**PAGE TEXT:**
.....
The Perl Toolchain Summit needs more sponsors. If your company depends on Perl, please support this very important event.
#!/usr/bin/env perl

=head1 NAME

dist_surveyor - determine exactly what dist versions are installed

=head1 SYNOPSIS

  dist_surveyor [options] /some/perl/lib/dir

Typically a perl library directory will have an architecture specific library
as a subdirectory. The dist_surveyor script will detect and add it automatically
if the perl being used has the same 'archname' the same as the one in the library.
If not, then specify the "archlib" directory explicitly I<first>:

  dist_surveyor [options] /some/perl/lib/dir/archname /some/perl/lib/dir

=head1 DESCRIPTION

This utility examines all the modules installed within the specified perl
library directory and uses the metacpan API to work out what versions of what
distributions could have provided those modules. It then works out which of
those candidate distributions is the most likely one.

It is fairly robust and copes well with edge cases like installation of
non-released versions from git repos and local modifications.

Distributions are written to stdout. Progress and issues are reported to stderr.

It can take a long time to run for the first time on a directory with a
large number of modules and candidate distributions.  The data fetched from
metacpan is cached so future runs are much faster.  (The system this code was
tested on took about 60 minutes to process around 500 distributions with no
cached data, and under 10 minutes for later runs that could reuse the cached
data. The cache file ended up about 40MB in size.)

=head1 Fatpacked script

A fatpacked version of this script exists in:
L<https://raw.github.com/Grinnz/Dist-Surveyor/master/dist_surveyor_packed.pl>

Please note that the packed version expects that any standard core perl
modules, including the modules L<List::Util>, L<Scalar::Util>, and L<Storable>,
are already installed on the local system. If you are planing to --makecpan,
you also need L<Compress::Zlib>.

=head1 OPTIONS

    --version    Print script and Perl version

    --verbose    Show more detailed progress

    --debug      Show much more information

    --match R    Ignore modules that don't match regex R (unanchored)
.....
**TASK LIST:**
[1] In the dist_surveyor documentation, how long did the first run take on the test system with no cached data?
[2] Please pick up the dist_surveyor documentation after its last line and carry it on.

**PROVIDED DATA:**
.....
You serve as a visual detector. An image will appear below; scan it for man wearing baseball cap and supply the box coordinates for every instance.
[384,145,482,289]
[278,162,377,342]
.....
**RESPONSES FOR EACH TASK:**
[1] About 60 minutes, for around 500 distributions.

[2]
    --perlver V  Ignore modules that are shipped with perl version V

    --remnants   Include old distribution versions that have left old modules behind

    --uncached   Don't use or update the persistent cache

    --makecpan D Create a CPAN repository in directory D

    --output S   List of field names to output, separate by spaces.
                 
    --format S   Printf format string with a %s for each field in --output

=head2 --makecpan

Creates a CPAN repository in the specified directory by fetching the selected
distributions into authors/id/... and writing the index files into modules/...

If the directory already exists then selected distributions that already exist
are not refetched, any distributions that already exist but aren't selected by
this run are left in place.

New package distribution information is merged into the modules/02packages index file.

Some additional files are written into a dist_surveyor subdirectory:

=head3 dist_surveyor/token_packages.txt

This file lists one unique 'token package' per distribution. It's very useful
to speed up re-running a full install after some distributions have failed.

=head1 SURVEY USAGE

Run a survey and create a mini-CPAN repository containing the distributions:

    dist_surveyor --makecpan my_cpan /some/perl/lib/dir > installed_dists.txt

It's important to give the correct perl lib directory path.

It's important to check the results related to any modules that generated
warnings during the run.

=head1 INSTALLATION USAGE

Then, to install those distributions into a new library:

    cpanm --from file:$PWD/my_cpan [-l new_lib] < installed_dists.txt

It's very likely that some distributions will fail tests and not install,
which will, in turn, cause others to fail. Once the initial run is complete
study the cpam build log file carefully and resolve the test failures.

Running cpanm with a list of distributions, as above, will always reinstall
I<all> the listed distributions. Even those already sucessfully installed.

It's much (I<much>) faster to give cpanm a list of package names as that allows
it to skip those that it knows are already installed. The L</--makecpan> option
writes a list of 'token packages', one per distribution, so you can use that
with cpanm:

    cpanm --from file:$PWD/my_cpan [-l new_lib] < my_cpan/dist_surveyor/token_packages.txt

When a distro fails tests I use the cpanm C<--look> option to investigate:

    cpanm --from file:$PWD/my_cpan --look Some::Package

I'll often end up building, testing and installing the distro from within that
cpanm look shell. Once installed I'll rerun cpanm using the full C<token_packages.txt>
file again. If there are more failures I'll repeat that sequence till they're all resolved.

=head1 BUGS

Probably.

=head1 TODO

    * Auto-detect when directory given isn't the root of a perl library dir tree.
        E.g. by matching file names to module names

    * Add support for matching Foo.pm.PL files (e.g. FCGI and common::sense)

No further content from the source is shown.